### EXERCISE
Transcribe, without alteration, the line that includes "[mark] suit trousers" and each line after it until the records end, omitting all that precede it.

### DATA FOR THIS EXERCISE
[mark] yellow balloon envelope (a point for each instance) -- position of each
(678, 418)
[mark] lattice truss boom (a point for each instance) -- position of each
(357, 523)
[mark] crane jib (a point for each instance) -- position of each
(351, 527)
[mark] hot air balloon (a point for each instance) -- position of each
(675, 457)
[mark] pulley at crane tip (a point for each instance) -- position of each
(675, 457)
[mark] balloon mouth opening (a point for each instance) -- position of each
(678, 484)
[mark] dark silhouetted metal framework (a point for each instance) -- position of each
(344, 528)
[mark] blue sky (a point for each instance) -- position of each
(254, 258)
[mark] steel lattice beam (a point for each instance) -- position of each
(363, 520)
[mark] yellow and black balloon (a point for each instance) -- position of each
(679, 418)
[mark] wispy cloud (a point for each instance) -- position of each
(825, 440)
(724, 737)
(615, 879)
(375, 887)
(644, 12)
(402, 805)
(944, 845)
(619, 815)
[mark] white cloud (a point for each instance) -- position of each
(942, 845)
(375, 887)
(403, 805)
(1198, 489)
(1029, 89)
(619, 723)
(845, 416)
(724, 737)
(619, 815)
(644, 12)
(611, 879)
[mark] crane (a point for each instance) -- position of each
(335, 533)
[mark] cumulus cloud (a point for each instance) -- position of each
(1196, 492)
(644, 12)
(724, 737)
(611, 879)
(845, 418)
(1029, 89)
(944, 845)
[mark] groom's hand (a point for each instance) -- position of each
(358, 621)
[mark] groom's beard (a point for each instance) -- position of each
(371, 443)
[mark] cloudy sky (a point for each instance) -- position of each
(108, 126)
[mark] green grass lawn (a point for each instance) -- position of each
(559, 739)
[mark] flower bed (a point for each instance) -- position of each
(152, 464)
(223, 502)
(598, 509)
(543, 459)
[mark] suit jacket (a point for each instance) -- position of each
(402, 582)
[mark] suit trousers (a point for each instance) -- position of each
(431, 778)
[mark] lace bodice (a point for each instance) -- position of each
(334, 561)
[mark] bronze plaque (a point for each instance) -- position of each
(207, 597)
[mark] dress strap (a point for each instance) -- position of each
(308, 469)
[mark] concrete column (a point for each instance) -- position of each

### ANSWER BOX
[mark] suit trousers (a point for each instance) -- position of each
(431, 778)
[mark] lace bodice (a point for each instance) -- position of each
(334, 561)
[mark] bronze plaque (a point for each instance) -- position of each
(207, 597)
[mark] dress strap (a point for each instance) -- position of each
(308, 469)
[mark] concrete column (a point for each instance) -- position of each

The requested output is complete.